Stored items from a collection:
◆ ◆ ◆ ◆ ◆

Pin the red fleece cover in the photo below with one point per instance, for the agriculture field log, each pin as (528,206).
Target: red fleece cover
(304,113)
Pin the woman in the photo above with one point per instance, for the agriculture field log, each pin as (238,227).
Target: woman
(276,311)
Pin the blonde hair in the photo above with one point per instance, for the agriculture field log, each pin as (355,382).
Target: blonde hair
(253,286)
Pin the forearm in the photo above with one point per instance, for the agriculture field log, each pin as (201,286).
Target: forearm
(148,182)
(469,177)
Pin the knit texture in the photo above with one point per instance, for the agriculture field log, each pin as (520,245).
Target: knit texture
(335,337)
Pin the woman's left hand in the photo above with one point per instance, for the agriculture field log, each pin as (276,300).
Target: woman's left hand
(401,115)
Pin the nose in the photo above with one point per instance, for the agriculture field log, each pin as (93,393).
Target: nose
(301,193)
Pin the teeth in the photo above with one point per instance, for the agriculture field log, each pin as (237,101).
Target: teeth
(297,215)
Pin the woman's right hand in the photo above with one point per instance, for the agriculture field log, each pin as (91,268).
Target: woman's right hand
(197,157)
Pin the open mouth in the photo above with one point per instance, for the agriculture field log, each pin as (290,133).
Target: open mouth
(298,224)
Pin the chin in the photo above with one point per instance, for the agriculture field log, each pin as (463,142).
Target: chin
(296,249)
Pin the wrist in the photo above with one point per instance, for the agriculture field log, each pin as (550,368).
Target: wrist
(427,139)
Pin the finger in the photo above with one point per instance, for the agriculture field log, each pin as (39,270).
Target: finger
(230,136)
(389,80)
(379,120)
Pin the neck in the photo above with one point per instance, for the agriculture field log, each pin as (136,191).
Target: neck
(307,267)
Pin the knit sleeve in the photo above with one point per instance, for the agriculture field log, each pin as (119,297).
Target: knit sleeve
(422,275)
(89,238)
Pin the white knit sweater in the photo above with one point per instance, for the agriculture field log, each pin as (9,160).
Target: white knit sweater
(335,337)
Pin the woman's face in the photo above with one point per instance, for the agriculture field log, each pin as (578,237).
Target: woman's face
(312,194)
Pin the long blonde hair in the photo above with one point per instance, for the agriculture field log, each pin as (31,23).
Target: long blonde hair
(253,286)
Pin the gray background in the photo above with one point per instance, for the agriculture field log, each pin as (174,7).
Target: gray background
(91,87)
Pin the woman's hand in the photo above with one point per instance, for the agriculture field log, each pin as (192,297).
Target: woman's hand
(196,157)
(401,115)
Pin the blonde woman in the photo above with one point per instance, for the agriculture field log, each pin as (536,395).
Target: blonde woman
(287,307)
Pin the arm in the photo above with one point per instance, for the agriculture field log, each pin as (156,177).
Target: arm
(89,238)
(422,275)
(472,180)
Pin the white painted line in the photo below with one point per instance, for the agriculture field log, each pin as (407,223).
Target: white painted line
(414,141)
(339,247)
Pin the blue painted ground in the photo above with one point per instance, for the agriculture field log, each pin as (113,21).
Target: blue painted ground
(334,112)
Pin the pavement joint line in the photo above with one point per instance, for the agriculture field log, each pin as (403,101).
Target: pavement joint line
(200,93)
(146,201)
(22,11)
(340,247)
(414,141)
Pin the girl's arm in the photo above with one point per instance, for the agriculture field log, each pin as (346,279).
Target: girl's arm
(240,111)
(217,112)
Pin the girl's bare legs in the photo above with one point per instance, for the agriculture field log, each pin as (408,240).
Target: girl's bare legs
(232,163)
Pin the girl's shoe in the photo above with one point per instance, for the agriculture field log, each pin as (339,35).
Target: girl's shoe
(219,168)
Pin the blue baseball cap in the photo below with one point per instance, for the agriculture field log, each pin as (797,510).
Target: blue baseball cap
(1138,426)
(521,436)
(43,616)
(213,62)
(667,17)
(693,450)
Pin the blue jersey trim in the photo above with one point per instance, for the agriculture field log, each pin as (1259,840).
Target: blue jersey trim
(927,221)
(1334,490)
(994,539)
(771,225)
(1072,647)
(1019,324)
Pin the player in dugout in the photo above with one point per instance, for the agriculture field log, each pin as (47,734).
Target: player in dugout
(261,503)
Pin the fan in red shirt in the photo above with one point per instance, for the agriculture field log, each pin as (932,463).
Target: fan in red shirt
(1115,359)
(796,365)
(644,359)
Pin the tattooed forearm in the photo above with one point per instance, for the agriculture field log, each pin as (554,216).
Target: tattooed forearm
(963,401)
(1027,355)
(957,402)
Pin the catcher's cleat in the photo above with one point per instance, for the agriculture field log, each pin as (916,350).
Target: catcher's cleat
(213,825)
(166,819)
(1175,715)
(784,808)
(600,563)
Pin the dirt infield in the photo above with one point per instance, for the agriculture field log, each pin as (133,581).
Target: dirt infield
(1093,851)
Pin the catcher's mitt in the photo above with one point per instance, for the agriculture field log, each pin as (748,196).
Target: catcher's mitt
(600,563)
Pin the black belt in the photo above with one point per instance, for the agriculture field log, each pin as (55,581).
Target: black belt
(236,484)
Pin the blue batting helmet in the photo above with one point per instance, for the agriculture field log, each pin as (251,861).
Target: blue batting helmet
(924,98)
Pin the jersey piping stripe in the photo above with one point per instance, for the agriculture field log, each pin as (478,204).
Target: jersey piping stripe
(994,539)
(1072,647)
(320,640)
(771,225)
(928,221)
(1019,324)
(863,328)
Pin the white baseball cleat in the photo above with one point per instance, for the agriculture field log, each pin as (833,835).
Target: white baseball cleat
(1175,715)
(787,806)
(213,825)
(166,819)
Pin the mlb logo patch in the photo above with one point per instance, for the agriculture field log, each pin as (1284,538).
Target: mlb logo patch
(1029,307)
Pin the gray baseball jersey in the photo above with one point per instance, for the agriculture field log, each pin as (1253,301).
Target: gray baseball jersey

◆ ◆ ◆ ◆ ◆

■ **Instructions to follow**: Edit the material above so that each occurrence of "agriculture field log" reads "crop survey record", and keep every other character the same.

■ **Solved problem**:
Pin the red fleece cover in the photo below with one point per instance, for the crop survey record, each pin as (528,206).
Target: red fleece cover
(304,113)
Pin the woman in the photo above with one point per instance, for the crop survey record, each pin as (238,227).
Target: woman
(276,311)
Pin the blonde hair in the photo above with one point per instance, for the crop survey record, each pin as (355,382).
Target: blonde hair
(253,286)
Pin the forearm in the photo above with one point per instance, for the crop survey record, each pin as (201,286).
Target: forearm
(148,182)
(469,177)
Pin the knit texture in the photo above with one point per instance, for the crop survey record, each pin as (520,245).
Target: knit texture
(335,337)
Pin the woman's left hand in the photo above with one point per instance, for the crop survey record, each pin as (276,300).
Target: woman's left hand
(401,115)
Pin the nose in the photo above with one point per instance, for the crop survey record, each pin as (93,393).
Target: nose
(301,193)
Pin the teeth in the photo above with one point per instance, for the crop survey record, each pin as (237,101).
Target: teeth
(297,215)
Pin the woman's right hand in the photo above with one point per instance, for the crop survey record, each pin as (91,268).
Target: woman's right hand
(197,157)
Pin the open mouth in the photo above with one point per instance, for the crop survey record, each pin as (290,133).
Target: open mouth
(298,224)
Pin the chin in the photo above with one point per instance, for the crop survey record, each pin as (463,142).
Target: chin
(296,249)
Pin the wrist in the photo above with one point per instance, for the crop survey record, each pin as (550,368).
Target: wrist
(427,139)
Pin the finger in the photo above with one point per instance, for the crop survey record, each pin as (39,270).
Target: finger
(230,136)
(389,80)
(379,120)
Pin the neck in the photo above with one point per instance, for the crop survey record, each pin as (136,191).
Target: neck
(307,267)
Pin the knit sleeve in the photo above with one point per instance, for the crop survey record, each pin as (119,297).
Target: knit sleeve
(422,275)
(89,238)
Pin the white knit sweater in the photo above with one point per instance, for the crop survey record, each pin as (9,160).
Target: white knit sweater
(335,337)
Pin the woman's face in the photo above with one point per instance, for the crop survey record, each pin as (578,237).
Target: woman's face
(312,194)
Pin the long blonde hair in the photo above with one point per instance, for the crop survey record, each pin as (31,23).
Target: long blonde hair
(253,286)
Pin the gray background in the photo above with one point per instance, for the crop survey record, each pin as (174,7).
Target: gray background
(91,87)
Pin the woman's hand in the photo above with one point per instance, for the crop survey record, each pin as (192,297).
Target: woman's hand
(196,157)
(401,115)
Pin the blonde woman in the photo above with one point per instance, for the crop survey record, each pin as (536,395).
Target: blonde woman
(287,307)
Pin the arm in the photo above with one point per instance, for the crop survey record, each pin as (156,177).
Target: arm
(89,238)
(422,275)
(472,180)
Pin the white painted line in the photo below with one point per instance, for the crop survey record, each pin as (407,223).
Target: white painted line
(414,141)
(339,247)
Pin the blue painted ground in the photo above with one point per instance, for the crop survey record, each pin as (113,21).
Target: blue painted ground
(334,112)
Pin the pavement joint line in the photo above with one point per instance, for the crop survey record, each pin as (403,101).
Target: pavement joint line
(200,93)
(146,201)
(22,11)
(340,247)
(414,141)
Pin the girl's arm in the photo above with one point per instance, for the crop survey record, each pin as (346,279).
Target: girl's arm
(240,111)
(217,112)
Pin the girl's bare legs in the photo above with one point per instance, for the crop survey record, each pin as (408,240).
Target: girl's bare legs
(232,163)
Pin the girl's shoe in the photo above with one point per instance, for the crop survey record, each pin as (339,35).
Target: girl's shoe
(219,168)
Pin the blue baseball cap in the photo below with one point per instance, for the crop survey record, each pin as (797,510).
Target: blue baseball cap
(1138,426)
(521,436)
(43,616)
(213,62)
(667,17)
(693,450)
Pin the blue jersey trim in the photo above with one point per instance, for the crop survey record, each pin as (1259,840).
Target: blue jersey trim
(927,221)
(1334,490)
(994,539)
(771,225)
(1072,647)
(1019,324)
Pin the player in dugout in the photo above with one point per instance, for the crop survey record, each pin as (47,734).
Target: player in dugout
(261,503)
Pin the fan in red shirt in the photo above with one point per instance, for the crop survey record, each pin as (932,463).
Target: fan in red shirt
(1115,359)
(796,365)
(644,359)
Pin the tattooed forearm in the photo above with one point per instance, for the crop survey record, each pin as (554,216).
Target: tattooed forearm
(963,401)
(1027,355)
(957,402)
Pin the catcher's cleat in the photo above with one point per instance, for the crop survey record, each pin as (916,350).
Target: catcher's cleat
(213,825)
(166,819)
(1175,715)
(784,808)
(600,563)
Pin the dirt infield in the photo above with one point per instance, for the crop survey record, each pin as (133,581).
Target: dirt infield
(1093,851)
Pin the catcher's mitt in the photo above with one point per instance, for the crop survey record, each pin as (748,196).
Target: catcher's mitt
(600,563)
Pin the black belt in the photo above with one point per instance, for the crop survey record, each pin as (55,581).
Target: black belt
(236,484)
Pin the blue batting helmet in the photo above with one point per instance, for the crop survey record, each pin as (251,861).
Target: blue batting helmet
(924,98)
Pin the jersey piping stripe in the photo above with one point per instance, for the crop survey record, each pin as (478,204).
Target: jersey piping stripe
(994,539)
(1072,647)
(320,640)
(771,225)
(928,221)
(1019,324)
(863,328)
Pin the white baseball cleat in the photo above with one point per instance, for the crop survey record, each pin as (833,835).
Target: white baseball cleat
(1175,715)
(787,806)
(213,825)
(166,819)
Pin the mlb logo patch in the photo above with one point per instance, for the crop survey record, each pin as (1284,538).
Target: mlb logo patch
(1029,307)
Pin the gray baseball jersey in the photo above with one point per instance, for the crop survey record, each pin as (1253,301).
Target: gray baseball jersey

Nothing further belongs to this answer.